### INSTRUCCIONES DE LA TAREA
Según el texto proporcionado, ¿cuánto dinero puso el ganadero de su bolsillo este mes para mantener en marcha la explotación?

### TEXTO PROPORCIONADO
● ● ● ●

El ganadero ignora si se concretarán las protestas agrarias en diciembre; por ahora, lo que percibe es “resignación”. “La vieja resignación del campesinado español”, ironiza. Pero también la resignación tiene un límite. Este mes ha puesto 2.500 euros de su bolsillo para mantener en marcha la explotación, es decir, ha pagado por trabajar. Eso solo puede durar mientras duran los ahorros.
Para Yolanda San Blas, a diferencia de Tomás Ayuso, la pandemia sí es un factor relevante. Como empleada de la limpieza en un hospital, fue una de las “trabajadoras esenciales” que se mantuvieron en su puesto durante el confinamiento. Un puesto con especial riesgo de contagio y con unos horarios, los que mantiene en la actualidad, poco envidiables: seis horas y media diarias durante 12 días consecutivos, dos días de descanso y vuelta a empezar. Del principio de la pandemia recuerda el miedo, el agotamiento y la carencia de elementos de protección. Creyó que alguno de aquellos aplausos de aquellos días, tan lejanos, era también para ella. “No, no debían de ser”, comenta, “la gente olvida”.

● ● ● ●

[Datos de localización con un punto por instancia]
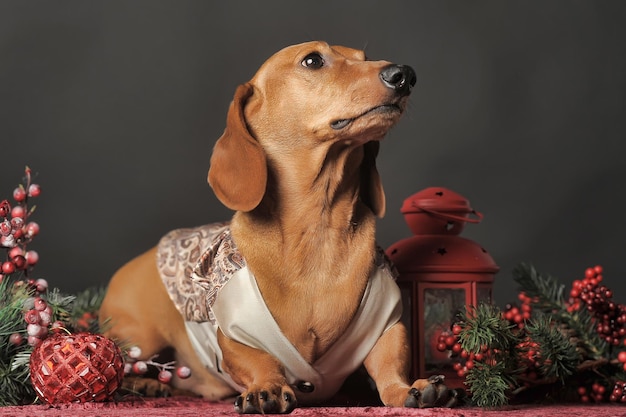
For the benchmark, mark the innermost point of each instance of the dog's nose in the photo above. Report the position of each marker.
(401, 78)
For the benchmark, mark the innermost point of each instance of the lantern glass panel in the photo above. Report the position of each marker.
(441, 305)
(483, 294)
(406, 292)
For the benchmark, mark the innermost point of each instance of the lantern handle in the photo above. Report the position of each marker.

● ● ● ●

### RESULTADO DEL EJERCICIO
Puso 2.500 euros.